■ What is required
Below is a set of records. Repeat all of them exactly.

--- Data excerpts ---

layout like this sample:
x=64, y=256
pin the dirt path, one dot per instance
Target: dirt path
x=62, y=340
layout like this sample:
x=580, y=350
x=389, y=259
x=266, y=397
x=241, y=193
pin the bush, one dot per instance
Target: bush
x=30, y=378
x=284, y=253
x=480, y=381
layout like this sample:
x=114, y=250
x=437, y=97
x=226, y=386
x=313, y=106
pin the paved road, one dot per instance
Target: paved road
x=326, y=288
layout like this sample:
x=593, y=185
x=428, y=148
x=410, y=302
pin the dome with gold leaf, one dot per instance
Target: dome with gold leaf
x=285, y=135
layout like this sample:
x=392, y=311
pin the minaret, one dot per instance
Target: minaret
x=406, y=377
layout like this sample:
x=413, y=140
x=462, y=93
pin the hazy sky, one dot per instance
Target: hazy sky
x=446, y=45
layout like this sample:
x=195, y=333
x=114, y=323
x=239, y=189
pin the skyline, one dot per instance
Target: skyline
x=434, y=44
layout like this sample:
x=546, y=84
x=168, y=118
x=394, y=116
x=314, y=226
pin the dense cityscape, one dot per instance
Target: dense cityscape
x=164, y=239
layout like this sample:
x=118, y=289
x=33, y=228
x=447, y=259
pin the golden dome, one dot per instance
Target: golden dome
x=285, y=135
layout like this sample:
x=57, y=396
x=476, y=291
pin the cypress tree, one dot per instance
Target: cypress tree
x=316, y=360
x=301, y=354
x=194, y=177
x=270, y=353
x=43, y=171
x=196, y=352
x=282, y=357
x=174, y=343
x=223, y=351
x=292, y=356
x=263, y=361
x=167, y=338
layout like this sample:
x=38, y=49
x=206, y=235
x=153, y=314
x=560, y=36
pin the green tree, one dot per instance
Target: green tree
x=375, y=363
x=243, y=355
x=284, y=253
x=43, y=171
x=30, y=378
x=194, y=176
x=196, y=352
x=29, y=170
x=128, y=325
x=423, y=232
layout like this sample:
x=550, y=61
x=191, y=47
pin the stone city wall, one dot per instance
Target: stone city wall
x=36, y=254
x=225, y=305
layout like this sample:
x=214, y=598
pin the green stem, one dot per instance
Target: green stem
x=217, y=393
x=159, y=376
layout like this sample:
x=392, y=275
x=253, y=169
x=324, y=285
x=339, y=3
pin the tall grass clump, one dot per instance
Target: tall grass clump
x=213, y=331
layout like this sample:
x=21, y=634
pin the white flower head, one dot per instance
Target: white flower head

---

■ Solution to the problem
layout like this sample:
x=64, y=256
pin the dirt path, one dot per instance
Target: dirt path
x=62, y=340
layout like this sample:
x=580, y=350
x=389, y=259
x=266, y=397
x=241, y=193
pin the bush, one dot per instance
Target: bush
x=30, y=378
x=284, y=253
x=480, y=381
layout like this sample:
x=114, y=250
x=437, y=97
x=226, y=386
x=313, y=106
pin the paved road, one dot per instance
Target: paved road
x=326, y=288
layout like this sample:
x=593, y=185
x=428, y=148
x=410, y=302
pin the dome with gold leaf, one dot per instance
Target: dome with gold leaf
x=285, y=135
layout like this sample:
x=392, y=311
pin the minaret, one dot per instance
Target: minaret
x=406, y=377
layout like this sample:
x=413, y=140
x=462, y=93
pin the hazy sky, one dot per instance
Target: hazy sky
x=446, y=45
layout like this sample:
x=195, y=333
x=114, y=323
x=239, y=189
pin the skyline, one dot per instance
Target: skyline
x=434, y=44
layout like this sample:
x=546, y=84
x=168, y=118
x=394, y=116
x=314, y=226
pin the dense cityscape, one dot per instance
Target: dense cityscape
x=164, y=239
layout like this sample:
x=118, y=289
x=33, y=228
x=447, y=259
pin the golden dome, one dot per instance
Target: golden dome
x=285, y=135
layout like this sample:
x=57, y=396
x=476, y=291
pin the cypress tree, one dot per instance
Target: cypress tree
x=316, y=360
x=301, y=354
x=194, y=177
x=270, y=353
x=43, y=171
x=196, y=352
x=282, y=357
x=174, y=343
x=223, y=351
x=292, y=356
x=263, y=361
x=167, y=338
layout like this sample:
x=38, y=49
x=206, y=235
x=153, y=314
x=560, y=36
pin the green tree, one dot per instance
Target: green tree
x=375, y=363
x=243, y=355
x=284, y=253
x=43, y=171
x=30, y=378
x=194, y=176
x=196, y=352
x=29, y=170
x=128, y=325
x=423, y=232
layout like this sample:
x=550, y=61
x=191, y=47
pin the stone city wall, one dot per instance
Target: stone city wall
x=36, y=254
x=225, y=305
layout like this sample:
x=214, y=598
pin the green stem, one dot per instance
Target: green stem
x=217, y=393
x=159, y=376
layout like this sample:
x=392, y=275
x=253, y=169
x=324, y=285
x=339, y=3
pin the tall grass clump, one dot per instance
Target: tall grass clump
x=213, y=331
layout like this sample:
x=21, y=634
pin the white flower head, one dot per instance
Target: white flower head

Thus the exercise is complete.